(Region labeling items)
◆ ◆ ◆ ◆

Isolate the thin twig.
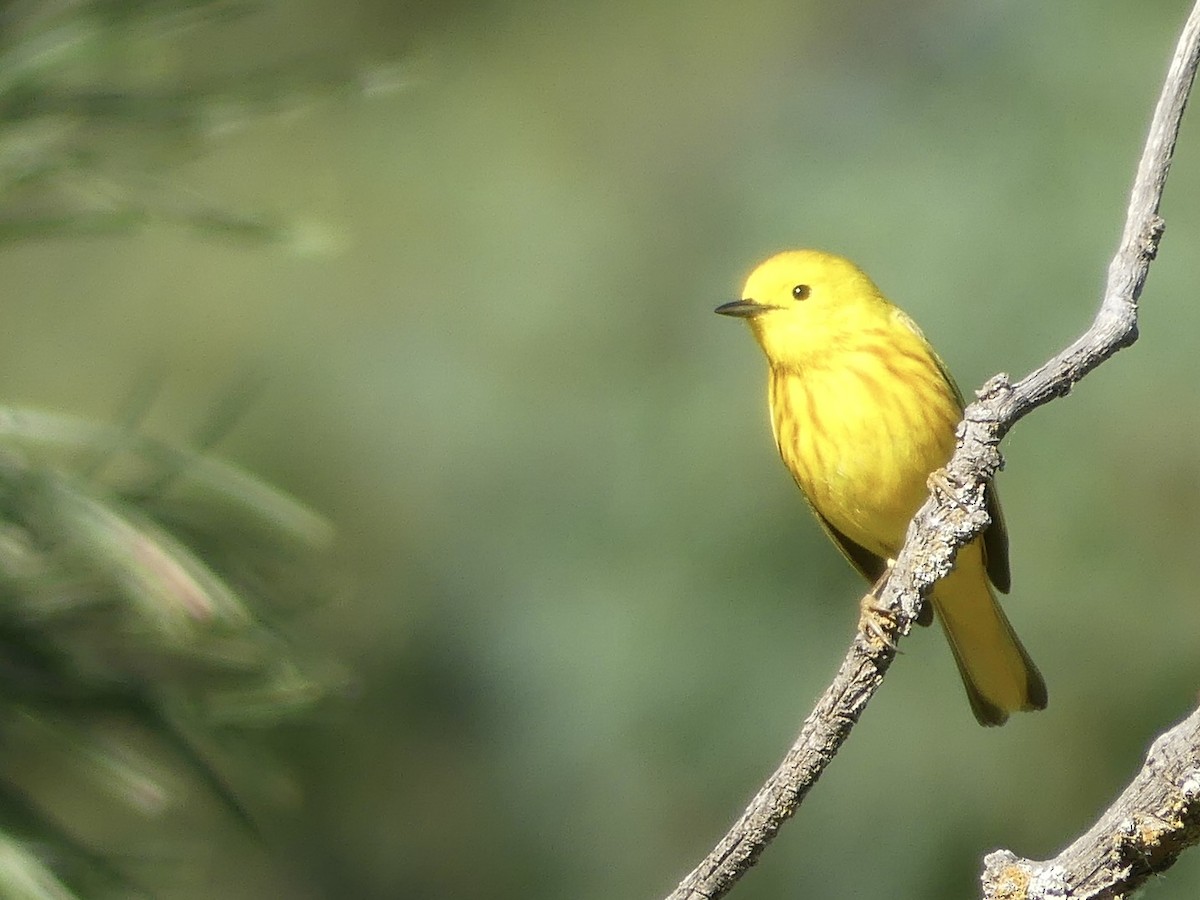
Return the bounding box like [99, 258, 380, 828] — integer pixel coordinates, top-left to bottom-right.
[983, 709, 1200, 900]
[668, 1, 1200, 900]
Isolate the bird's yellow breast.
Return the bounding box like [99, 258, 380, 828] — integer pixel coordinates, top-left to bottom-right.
[769, 331, 960, 559]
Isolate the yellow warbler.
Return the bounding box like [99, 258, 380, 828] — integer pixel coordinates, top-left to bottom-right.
[716, 250, 1046, 725]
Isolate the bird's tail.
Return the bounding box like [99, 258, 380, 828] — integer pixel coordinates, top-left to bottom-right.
[932, 541, 1046, 725]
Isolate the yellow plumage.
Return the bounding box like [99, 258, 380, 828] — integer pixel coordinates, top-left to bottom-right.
[718, 250, 1046, 725]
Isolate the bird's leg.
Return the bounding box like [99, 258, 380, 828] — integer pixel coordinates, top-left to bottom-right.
[925, 469, 971, 512]
[858, 559, 896, 650]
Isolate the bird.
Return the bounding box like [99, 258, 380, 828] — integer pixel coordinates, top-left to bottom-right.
[716, 250, 1048, 725]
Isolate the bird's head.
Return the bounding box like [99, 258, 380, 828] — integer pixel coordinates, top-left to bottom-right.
[716, 250, 892, 367]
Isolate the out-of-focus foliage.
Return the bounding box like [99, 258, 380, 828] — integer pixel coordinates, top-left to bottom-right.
[0, 409, 330, 898]
[7, 0, 1200, 900]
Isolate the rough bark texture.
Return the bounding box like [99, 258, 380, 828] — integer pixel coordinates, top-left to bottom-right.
[668, 2, 1200, 900]
[983, 710, 1200, 900]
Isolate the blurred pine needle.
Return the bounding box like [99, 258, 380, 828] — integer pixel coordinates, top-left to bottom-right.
[0, 409, 330, 898]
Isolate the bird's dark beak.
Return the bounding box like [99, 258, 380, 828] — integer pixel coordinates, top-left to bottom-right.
[713, 300, 770, 319]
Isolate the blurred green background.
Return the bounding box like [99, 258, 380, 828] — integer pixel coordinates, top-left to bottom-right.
[0, 0, 1200, 900]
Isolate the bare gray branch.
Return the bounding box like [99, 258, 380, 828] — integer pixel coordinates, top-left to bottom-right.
[668, 2, 1200, 900]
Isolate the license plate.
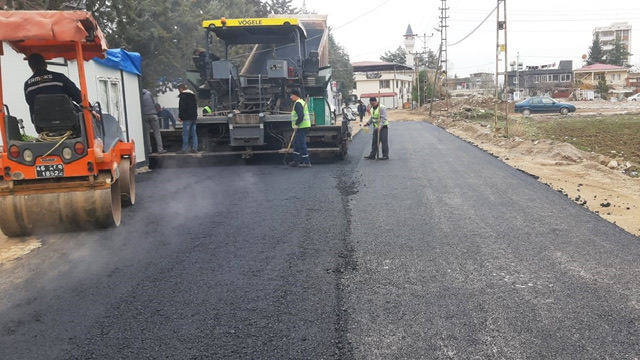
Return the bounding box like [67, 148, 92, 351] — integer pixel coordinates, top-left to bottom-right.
[36, 164, 64, 177]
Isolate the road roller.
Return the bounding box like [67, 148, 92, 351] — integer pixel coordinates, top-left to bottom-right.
[0, 11, 136, 237]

◆ ◆ ◆ ◆

→ Goal
Rewrite all the items above, replacing "Isolate" with "Locate" and keeping everything else unchanged. Leave the pictures out.

→ Finished answer
Locate the thin twig.
Return the bounding box like [99, 258, 380, 828] — integer pixel coordinates, top-left to bottom-right.
[983, 709, 1200, 900]
[668, 1, 1200, 900]
Locate the bird's yellow breast.
Return the bounding box like [99, 258, 380, 828] — integer pixel coordinates, top-left to bottom-right.
[769, 331, 960, 559]
Locate the yellow warbler.
Return the bounding box like [99, 258, 380, 828] — integer pixel coordinates, top-left to bottom-right.
[716, 250, 1046, 725]
Locate the bird's tail.
Return the bounding box like [99, 258, 380, 828] — integer pixel coordinates, top-left to bottom-right.
[932, 541, 1046, 725]
Locate the yellow plumage.
Return the bounding box like [99, 258, 380, 828] — integer pixel coordinates, top-left to bottom-right.
[718, 250, 1046, 725]
Locate the bird's leg.
Return the bounding box like [99, 258, 380, 828] — integer pixel coordinates, top-left to bottom-right.
[925, 469, 971, 512]
[858, 559, 896, 650]
Locate the bird.
Return the bounding box like [99, 258, 380, 828] — integer pixel coordinates, top-left to bottom-right.
[716, 250, 1048, 725]
Locate the bird's head.
Return the bounding box like [99, 258, 380, 828] — integer pixel coordinates, top-left to bottom-right.
[716, 250, 892, 367]
Locate the out-of-focus foliage.
Return the bounding box like [99, 258, 380, 828] — integer pixel coordinates, top-left to bottom-right.
[0, 409, 330, 898]
[7, 0, 1200, 900]
Locate the rough bark texture.
Return the bounding box like [99, 258, 380, 828] — integer pixel coordinates, top-left to bottom-right.
[668, 2, 1200, 900]
[983, 710, 1200, 900]
Locate the blurred pine needle.
Return the bounding box like [99, 258, 380, 828] — integer pixel coordinates, top-left to bottom-right.
[0, 409, 330, 898]
Locate the bird's dark beak.
Return the bounding box like [99, 258, 380, 828] — integer pixel coordinates, top-left to bottom-right.
[713, 300, 770, 319]
Locate the blurred green background.
Return the bounding box like [99, 258, 380, 828] — integer pixel coordinates, top-left to bottom-right.
[0, 0, 1200, 900]
Locate the bare gray branch.
Return the bounding box like [99, 258, 380, 828] — integer pixel coordinates, top-left to bottom-right.
[668, 2, 1200, 900]
Locate the license plate.
Return the bounding box like [67, 148, 92, 351] — integer pixel coordinates, top-left to bottom-right.
[36, 164, 64, 177]
Locate the road roller.
Return the bounding box like [67, 148, 92, 351] — integer pixel coordinates, top-left to bottom-right.
[0, 11, 136, 237]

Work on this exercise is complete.